== The task ==
Copy out the entries exactly, and wherever a picture appears, leave it out.

Collected data:

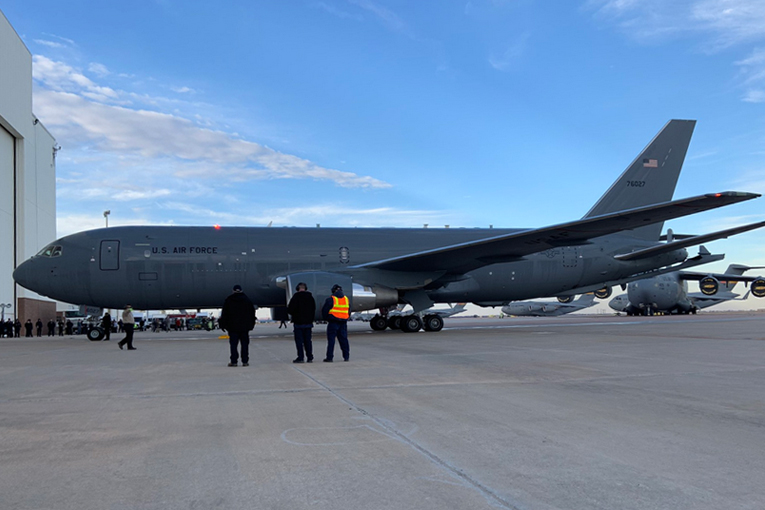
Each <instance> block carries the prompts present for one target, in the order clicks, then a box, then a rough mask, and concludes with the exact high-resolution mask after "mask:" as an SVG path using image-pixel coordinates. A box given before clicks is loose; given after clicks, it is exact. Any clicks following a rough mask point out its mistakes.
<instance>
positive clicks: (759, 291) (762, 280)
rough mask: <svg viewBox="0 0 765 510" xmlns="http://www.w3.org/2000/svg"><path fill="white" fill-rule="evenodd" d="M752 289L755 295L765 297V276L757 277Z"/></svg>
mask: <svg viewBox="0 0 765 510" xmlns="http://www.w3.org/2000/svg"><path fill="white" fill-rule="evenodd" d="M751 289H752V294H754V297H765V278H757V279H756V280H754V281H753V282H752V288H751Z"/></svg>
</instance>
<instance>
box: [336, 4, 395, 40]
mask: <svg viewBox="0 0 765 510" xmlns="http://www.w3.org/2000/svg"><path fill="white" fill-rule="evenodd" d="M347 1H348V3H350V4H353V5H355V6H357V7H360V8H362V9H364V10H365V11H368V12H371V13H372V14H374V15H375V16H376V17H377V19H379V20H380V21H381V22H382V24H383V25H385V26H386V27H388V28H390V29H391V30H394V31H397V32H399V31H402V30H404V29H405V28H406V24H405V23H404V21H403V20H402V19H401V18H400V17H399V16H398V15H397V14H396V13H394V12H393V11H391V10H390V9H388V8H386V7H383V6H382V5H380V4H378V3H376V2H372V0H347Z"/></svg>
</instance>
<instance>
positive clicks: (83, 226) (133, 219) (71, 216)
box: [56, 213, 157, 238]
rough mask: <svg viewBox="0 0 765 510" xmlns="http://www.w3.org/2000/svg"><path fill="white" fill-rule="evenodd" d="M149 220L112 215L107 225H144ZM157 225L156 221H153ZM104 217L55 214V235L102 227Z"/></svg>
mask: <svg viewBox="0 0 765 510" xmlns="http://www.w3.org/2000/svg"><path fill="white" fill-rule="evenodd" d="M148 223H149V221H148V220H146V219H145V218H132V219H128V220H124V219H122V218H120V219H117V220H116V221H115V218H114V217H113V216H110V217H109V226H110V227H116V226H118V225H119V226H124V225H146V224H148ZM154 224H155V225H157V223H154ZM104 226H105V221H104V217H103V216H102V215H101V214H99V213H94V214H81V213H80V214H58V215H57V216H56V236H57V237H59V238H61V237H64V236H68V235H69V234H74V233H77V232H82V231H84V230H93V229H95V228H104Z"/></svg>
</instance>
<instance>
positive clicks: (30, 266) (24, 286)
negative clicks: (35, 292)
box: [13, 260, 34, 290]
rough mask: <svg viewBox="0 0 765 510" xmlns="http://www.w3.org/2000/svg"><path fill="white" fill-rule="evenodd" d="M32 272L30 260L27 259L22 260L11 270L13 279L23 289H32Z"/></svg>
mask: <svg viewBox="0 0 765 510" xmlns="http://www.w3.org/2000/svg"><path fill="white" fill-rule="evenodd" d="M32 274H33V273H32V261H31V260H27V261H25V262H22V263H21V265H20V266H19V267H17V268H16V270H15V271H13V279H14V281H15V282H16V283H18V284H19V285H21V286H22V287H24V288H25V289H29V290H33V289H32V287H33V286H34V281H33V276H32Z"/></svg>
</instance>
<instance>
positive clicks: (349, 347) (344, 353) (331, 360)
mask: <svg viewBox="0 0 765 510" xmlns="http://www.w3.org/2000/svg"><path fill="white" fill-rule="evenodd" d="M350 304H351V302H350V300H349V299H348V296H346V295H345V294H343V288H342V287H341V286H339V285H337V284H335V285H333V286H332V295H331V296H330V297H328V298H327V300H326V301H325V302H324V307H323V308H322V316H323V317H324V320H326V321H327V357H326V358H324V361H325V362H326V363H331V362H332V359H333V358H334V357H335V338H337V343H339V344H340V350H341V351H343V360H344V361H348V359H349V358H350V357H351V347H350V345H349V344H348V317H350Z"/></svg>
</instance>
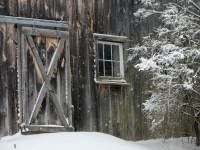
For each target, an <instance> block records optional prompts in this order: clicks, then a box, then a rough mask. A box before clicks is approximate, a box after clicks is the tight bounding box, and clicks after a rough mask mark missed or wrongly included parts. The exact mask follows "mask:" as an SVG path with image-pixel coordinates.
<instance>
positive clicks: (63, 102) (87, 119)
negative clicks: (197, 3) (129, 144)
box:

== Exercise result ==
Each <instance> block carries the prompts present for one target, in the order clicks, then a box, then a rough mask, and concludes with the exact high-resolution mask after "mask:" as an SVG path using image-pixel coordinates. A box given before clicks is loose; given after clicks, it is exact. Any clicks following a rough mask point out its mistakes.
<instance>
positive clicks: (759, 291) (762, 280)
rough mask: <svg viewBox="0 0 765 510" xmlns="http://www.w3.org/2000/svg"><path fill="white" fill-rule="evenodd" d="M752 289L755 295L765 297V276L757 277Z"/></svg>
mask: <svg viewBox="0 0 765 510" xmlns="http://www.w3.org/2000/svg"><path fill="white" fill-rule="evenodd" d="M751 289H752V294H754V297H765V278H757V279H756V280H754V281H753V282H752V288H751Z"/></svg>
</instance>
<instance>
box: [336, 4, 395, 40]
mask: <svg viewBox="0 0 765 510" xmlns="http://www.w3.org/2000/svg"><path fill="white" fill-rule="evenodd" d="M347 1H348V3H350V4H353V5H355V6H357V7H360V8H362V9H364V10H365V11H368V12H371V13H372V14H374V15H375V16H376V17H377V19H379V20H380V21H381V22H382V24H383V25H385V26H386V27H388V28H390V29H391V30H394V31H397V32H399V31H402V30H404V29H405V28H406V24H405V23H404V21H403V20H402V19H401V18H400V17H399V16H398V15H397V14H396V13H394V12H393V11H391V10H390V9H388V8H386V7H383V6H382V5H380V4H378V3H376V2H372V0H347Z"/></svg>
</instance>
<instance>
positive clicks: (83, 226) (133, 219) (71, 216)
box: [56, 213, 157, 238]
rough mask: <svg viewBox="0 0 765 510" xmlns="http://www.w3.org/2000/svg"><path fill="white" fill-rule="evenodd" d="M149 220L112 215L107 225H144ZM157 225L156 221H153ZM104 217L55 214V235L102 227Z"/></svg>
mask: <svg viewBox="0 0 765 510" xmlns="http://www.w3.org/2000/svg"><path fill="white" fill-rule="evenodd" d="M148 223H149V221H148V220H146V219H145V218H132V219H128V220H124V219H122V218H120V219H117V220H116V221H115V218H114V217H113V216H110V217H109V226H110V227H116V226H118V225H119V226H124V225H146V224H148ZM154 224H155V225H157V223H154ZM104 226H105V221H104V217H103V216H102V215H101V214H99V213H94V214H81V213H80V214H58V215H57V216H56V236H57V237H59V238H61V237H64V236H68V235H69V234H74V233H77V232H82V231H84V230H93V229H95V228H104Z"/></svg>
</instance>
<instance>
positive clicks: (30, 266) (24, 286)
negative clicks: (35, 292)
box: [13, 260, 34, 290]
rough mask: <svg viewBox="0 0 765 510" xmlns="http://www.w3.org/2000/svg"><path fill="white" fill-rule="evenodd" d="M32 272L30 260L27 259L22 260L11 270L13 279L23 289H32Z"/></svg>
mask: <svg viewBox="0 0 765 510" xmlns="http://www.w3.org/2000/svg"><path fill="white" fill-rule="evenodd" d="M32 274H33V273H32V261H31V260H27V261H25V262H22V263H21V265H20V266H19V267H17V268H16V270H15V271H13V279H14V281H15V282H16V283H18V284H19V285H21V286H22V287H24V288H25V289H29V290H33V289H32V287H33V286H34V281H33V276H32Z"/></svg>
</instance>
<instance>
positive clicks: (349, 347) (344, 353) (331, 360)
mask: <svg viewBox="0 0 765 510" xmlns="http://www.w3.org/2000/svg"><path fill="white" fill-rule="evenodd" d="M350 304H351V302H350V300H349V299H348V296H346V295H345V294H343V288H342V287H341V286H339V285H337V284H335V285H333V286H332V295H331V296H330V297H328V298H327V300H326V301H325V302H324V307H323V308H322V316H323V317H324V320H326V321H327V357H326V358H324V361H325V362H326V363H331V362H332V359H333V358H334V357H335V338H337V343H339V344H340V350H341V351H343V360H344V361H348V359H349V358H350V357H351V347H350V345H349V344H348V317H350Z"/></svg>
</instance>
For each target, an <instance> block records optional prompts in this order: clicks, then a box, then a rough mask. A box before clicks is approximate, a box after clicks is the tight bounding box, and clicks after a rough mask mark missed or wrongly included parts. The exact mask follows "mask:" as an SVG path with image-pixel coordinates.
<instance>
positive clicks: (63, 102) (87, 119)
negative clicks: (197, 3) (129, 144)
box:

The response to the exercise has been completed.